* INPUT:
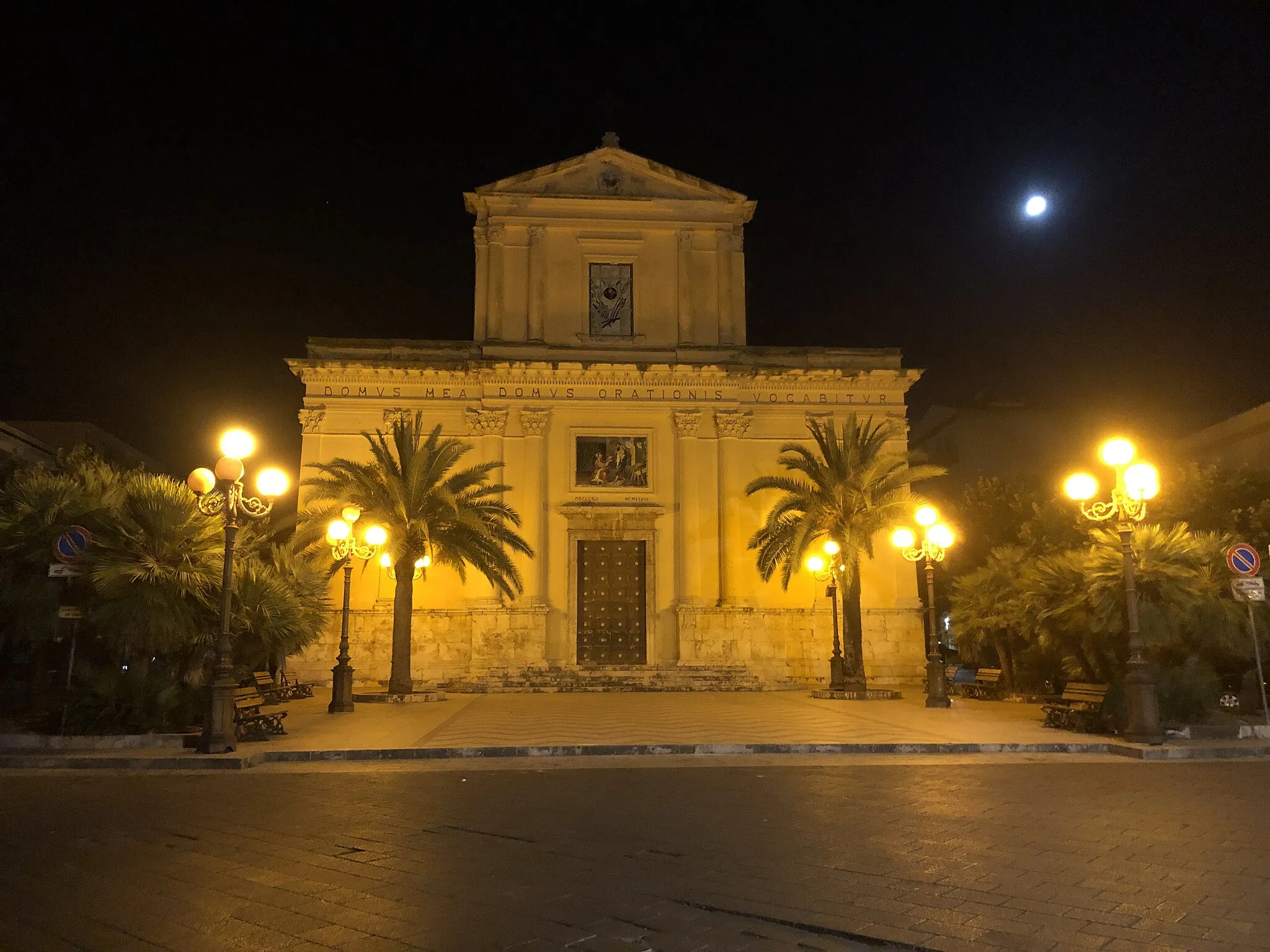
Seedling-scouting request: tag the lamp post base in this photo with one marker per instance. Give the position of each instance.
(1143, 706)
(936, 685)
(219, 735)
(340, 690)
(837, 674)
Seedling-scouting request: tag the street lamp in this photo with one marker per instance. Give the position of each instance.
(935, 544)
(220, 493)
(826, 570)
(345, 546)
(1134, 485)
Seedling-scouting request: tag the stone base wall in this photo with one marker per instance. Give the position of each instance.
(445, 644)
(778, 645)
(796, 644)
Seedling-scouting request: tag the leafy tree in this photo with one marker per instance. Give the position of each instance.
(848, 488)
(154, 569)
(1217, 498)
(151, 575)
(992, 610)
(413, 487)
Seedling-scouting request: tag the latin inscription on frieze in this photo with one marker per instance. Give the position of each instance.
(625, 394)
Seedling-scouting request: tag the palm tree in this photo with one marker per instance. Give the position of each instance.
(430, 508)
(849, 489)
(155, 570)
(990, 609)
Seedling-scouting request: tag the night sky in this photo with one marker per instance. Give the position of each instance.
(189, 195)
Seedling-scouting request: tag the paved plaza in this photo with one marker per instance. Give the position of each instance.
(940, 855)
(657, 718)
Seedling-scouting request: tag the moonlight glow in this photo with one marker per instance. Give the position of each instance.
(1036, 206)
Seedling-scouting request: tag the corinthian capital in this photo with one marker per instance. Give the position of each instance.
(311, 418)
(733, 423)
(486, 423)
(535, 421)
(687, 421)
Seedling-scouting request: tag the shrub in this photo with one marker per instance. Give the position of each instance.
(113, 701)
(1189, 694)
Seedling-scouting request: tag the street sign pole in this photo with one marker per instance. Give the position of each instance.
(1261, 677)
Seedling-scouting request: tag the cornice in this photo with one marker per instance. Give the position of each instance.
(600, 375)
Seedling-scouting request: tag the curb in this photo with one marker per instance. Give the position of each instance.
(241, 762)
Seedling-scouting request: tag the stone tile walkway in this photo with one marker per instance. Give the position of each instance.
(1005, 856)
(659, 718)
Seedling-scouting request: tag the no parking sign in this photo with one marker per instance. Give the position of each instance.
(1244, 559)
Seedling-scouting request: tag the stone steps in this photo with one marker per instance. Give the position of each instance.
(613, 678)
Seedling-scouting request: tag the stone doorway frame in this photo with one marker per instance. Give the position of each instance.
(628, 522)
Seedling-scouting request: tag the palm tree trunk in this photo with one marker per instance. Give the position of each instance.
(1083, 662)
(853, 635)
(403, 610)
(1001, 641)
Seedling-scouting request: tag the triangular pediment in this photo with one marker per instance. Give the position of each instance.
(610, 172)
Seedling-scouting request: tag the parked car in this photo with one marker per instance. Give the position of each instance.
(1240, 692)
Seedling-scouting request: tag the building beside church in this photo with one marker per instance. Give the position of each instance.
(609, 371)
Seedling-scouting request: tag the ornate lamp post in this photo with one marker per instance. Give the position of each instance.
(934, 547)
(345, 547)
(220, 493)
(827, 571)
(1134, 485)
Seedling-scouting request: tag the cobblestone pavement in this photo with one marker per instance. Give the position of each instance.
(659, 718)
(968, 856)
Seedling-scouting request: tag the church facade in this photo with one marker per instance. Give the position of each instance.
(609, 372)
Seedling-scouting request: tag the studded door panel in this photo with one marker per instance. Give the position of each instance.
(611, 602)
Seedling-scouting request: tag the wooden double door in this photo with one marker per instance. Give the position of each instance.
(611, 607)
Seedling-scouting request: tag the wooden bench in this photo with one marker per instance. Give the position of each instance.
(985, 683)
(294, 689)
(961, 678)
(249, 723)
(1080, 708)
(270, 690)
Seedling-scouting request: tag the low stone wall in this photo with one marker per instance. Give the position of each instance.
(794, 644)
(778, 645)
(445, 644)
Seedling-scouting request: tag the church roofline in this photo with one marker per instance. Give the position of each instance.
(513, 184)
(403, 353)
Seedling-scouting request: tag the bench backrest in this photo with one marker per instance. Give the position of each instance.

* REQUIRED WORK: Set the data above down again exactly as given, with no pictures.

* TASK RESULT:
Seedling-scouting request: tag the lamp post base in this photo with one marker per instance. Give the position of each instance.
(1143, 706)
(936, 685)
(219, 735)
(340, 690)
(837, 674)
Seedling-scouting request: tag the street lamp in this photo with one marker per instance. Give the position of each instance.
(935, 544)
(220, 493)
(826, 570)
(345, 546)
(1134, 485)
Seedling-scouting request: tag the stone base wall in this photo with one marker per instance. Give the position of each instance.
(445, 644)
(778, 645)
(796, 644)
Seedling-scouting request: tag the leafy tree in this photo with one marker per instance. Give the position of each instance.
(848, 488)
(154, 569)
(1217, 498)
(151, 575)
(992, 610)
(413, 487)
Seedling-scouting request: tag the latin inscription on frieze in this photo with one marker per instance. Give the position of each instance.
(625, 394)
Seedling-scouting request: tag the palm tree in this photo with one marker per instance. Give the position of each instance.
(430, 508)
(849, 489)
(155, 570)
(990, 609)
Seedling-scouting request: tag the night sky in this photo with one marker per instance. Give the position of each instance.
(189, 195)
Seedling-scouting request: tag the paved plaza in this photo with one marker per instance. Give the position of each instance.
(940, 855)
(657, 718)
Seedling-scouting request: tag the moonlight glow in this photo with one marker per instance. Give the position of each instance.
(1036, 206)
Seedling-scouting request: tag the corinthian capital in this photo with one marker per instance. Give the position of each instance.
(311, 418)
(733, 423)
(486, 423)
(535, 421)
(687, 421)
Seedling-scouting request: tag the shrub in this photo with one marker per instance. Give the position of each instance.
(113, 701)
(1189, 694)
Seedling-scouting request: tag the street sign pole in this photo with one marker per instance. Give the position of each instance.
(1261, 677)
Seedling-scouting request: tag the cornice in this photo with one marker per instance. Give the position of each instance.
(600, 375)
Seedling-scouting request: tag the curb in this photo with one marker per instance. Give the position of each instance.
(241, 762)
Seedling-scouting request: tag the stone tile walkway in this photo with one marker per instance. Give the position of each instance.
(1005, 856)
(659, 718)
Seedling-scouting request: tag the no parking sign in this photo with one marker per instance. Give the position of each instance.
(1244, 559)
Seedling-scouting request: tag the stone steps in this photo with one marker per instance. Give the position of each instance.
(613, 678)
Seedling-scouting request: tag the stone doorway frame in this photo with one marker per instance. Give the position of each instance.
(628, 522)
Seedling-scouting request: tag the palm tree trunk in this photo with one marker per instance. Give the position of each instance.
(1083, 662)
(853, 635)
(403, 610)
(1001, 641)
Seedling-scouting request: tag the triangular pediment in this photo with one marker per instance. Give the position of each instance.
(610, 172)
Seedling-scouting request: tag the parked car in this photo with one marker per instance. Give the position of each instance.
(1240, 692)
Seedling-scouting request: tag the building beside church in this photo with one marker per instance. Give the position of each instance.
(609, 371)
Seedling-scouting request: tag the ornate lamp post in this photo with one marker per instance. Give the position of each instance.
(934, 547)
(345, 547)
(220, 493)
(827, 571)
(1134, 485)
Seedling-scouting request: tag the cobblestone pavement in this photo with one marker per instance. Give the position of each instance.
(659, 718)
(968, 856)
Seedling-scouting request: tag the church facade in this photo with one marker per instance. Give the position of each instance.
(609, 372)
Seedling-scouting request: tag the studded door panel in this photo with one marker per instance. Give the position of each instance.
(611, 602)
Seedling-scouting request: tag the wooden double door in this photo with one marker per instance. Give the position of each instance.
(611, 607)
Seedling-scouting request: tag the wooden bench in this photo with one marker per instance. Give the position of each instance.
(985, 683)
(294, 689)
(961, 678)
(249, 723)
(1080, 708)
(270, 690)
Seedling-scouting request: tag the low stone wall in this photo with one marker per instance. Give the position of each instance.
(794, 644)
(778, 645)
(445, 644)
Seedling-scouting request: tag the church roofline in this photo with one marker per instance. Give the position of each instance.
(513, 184)
(403, 353)
Seedling-scouting request: tag the bench backrest in this photo with one marker per instance. Give the position of each instance.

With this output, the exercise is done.